▸ To be done: Resume the passage on PHOIBLE inventories and their language codes, starting right after its final sentence.

▸ Page text:
┌──
Second, note that Maddieson's work on UPSID involved "typologizing"
phonological inventories from different doculects, so that they were comparable
across all entries in his database [cf. @Hyman2008]. Maddieson's work was
groundbreaking at the time because he was the first typologist to generate a
stratified language sample aimed at being genealogically balanced, i.e. for
each language family he chose one representative language. This allowed
Maddieson to make statements about the cross-linguistic distribution of
contrastive speech sounds with some level of statistical confidence. In fact,
much about what we know about the distribution of the sounds of the world's
languages is due to Maddieson's original language sample and his meticulous
curation of the data.
## Where do the language codes in PHOIBLE come from?
Every phonological inventory in PHOIBLE has a unique numeric inventory ID.
Since most PHOIBLE inventories (aside from some UPSID or SPA ones, as mentioned
above) are based on a single document, it is fairly straightforward to link
each PHOIBLE inventory to [the Glottolog](https://glottolog.org/), which
provides links between linguistic description documents and unique identifiers
for dialects, languages, and groupings of dialects and languages at various
levels [the preferred term for any of these levels of specificity / grouping is
"languoid"; see @CysouwGood2013]. Thus in PHOIBLE each inventory typically
corresponds to a single languoid, and in most cases that
languoid is a "leaf node" in the Glottolog tree, i.e., it represents a
particular dialect known to be used at a particular place and time (rather than
a group of dialects, a language, or a language family). However, in the few
cases where multiple document sources were consulted for an inventory, it may
not be possible to link that inventory to a unique Glottolog leaf node.
In such cases, the inventory in PHOIBLE is linked to the lowest possible
Glottolog node that dominates the leaf nodes of each source document.
For example, inventory 298 describes the Dan language, and was ingested from
UPSID and ultimately based on a single journal article. At the time UPSID was
compiled, Dan and Kla-Dan were considered a single language (isocode `daf`) but
in 2013 a proposal was accepted to assign them separate isocodes (`dnj` and
`lda`, respectively). Since it is unknown whether the consultants for the
doculect were speakers of what we would now call "Dan" or "Kla-Dan", the
inventory is labeled with the old isocode `daf` and linked to the corresponding
non-leaf node in the glottolog (`dann1241`).
In addition to providing Glottolog languoid codes ("glottocodes") for each
inventory, PHOIBLE also includes
[ISO 639-3](https://en.wikipedia.org/wiki/ISO_639-3) language codes
("isocodes") for each inventory. The link between glottocodes and isocodes is
maintained and provided by Glottolog. This situation can result in two possible
problems:
* When there are
[updates to ISO 639-3](https://iso639-3.sil.org/code_changes/submitting_change_requests),
the Glottolog may not update its mapping immediately, so the two can get out
of sync temporarily. Such problems are typically resolved with new version
releases of Glottolog.
└──
▸ Material provided:
┌──
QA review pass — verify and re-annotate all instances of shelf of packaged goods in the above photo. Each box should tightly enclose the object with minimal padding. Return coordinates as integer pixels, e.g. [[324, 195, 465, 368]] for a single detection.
└──
▸ Result:
* In some cases, the editors of the Glottolog do not agree with the language
classification choices of ISO 639-3 (see again the above-mentioned
[blog post by Cysouw](https://dlc.hypotheses.org/623)). This disagreement
results in cases where PHOIBLE must choose whether to accept the official
ISO 639-3 code assignment, or use the isocode that the Glottolog associates
with the glottocode for that inventory. In such cases, PHOIBLE policy is to
report the ISO 639-3 version of the isocode. Consequently, there are a few
languoids for which PHOIBLE and the Glottolog will report different isocodes
for the same glottocode. If this is a problem for your analysis, you can
always download a glottocode-isocode mapping from the Glottolog and merge it
into the PHOIBLE dataset before performing your isocode-based analyses.
## Missing isocodes
There are cases of languages reported in the Glottolog for which there exists
no isocode. For example, the Vach-Vasjugan variety of
[Khanty](https://en.wikipedia.org/wiki/Khanty_language) is a Uralic language
classified in the Glottolog as
[vach1239](https://glottolog.org/resource/languoid/id/vach1239). However,
[SIL](https://www.sil.org/) only assigns an isocode for one variety of Northern
Khanty (isocode `kca`, glottocode `khan1273`), and because SIL is the
Registration Authority of [ISO 639-3](https://iso639-3.sil.org/), Vach-Vasjugan
Khanty has not been assigned its own isocode distinct from Northern Khanty.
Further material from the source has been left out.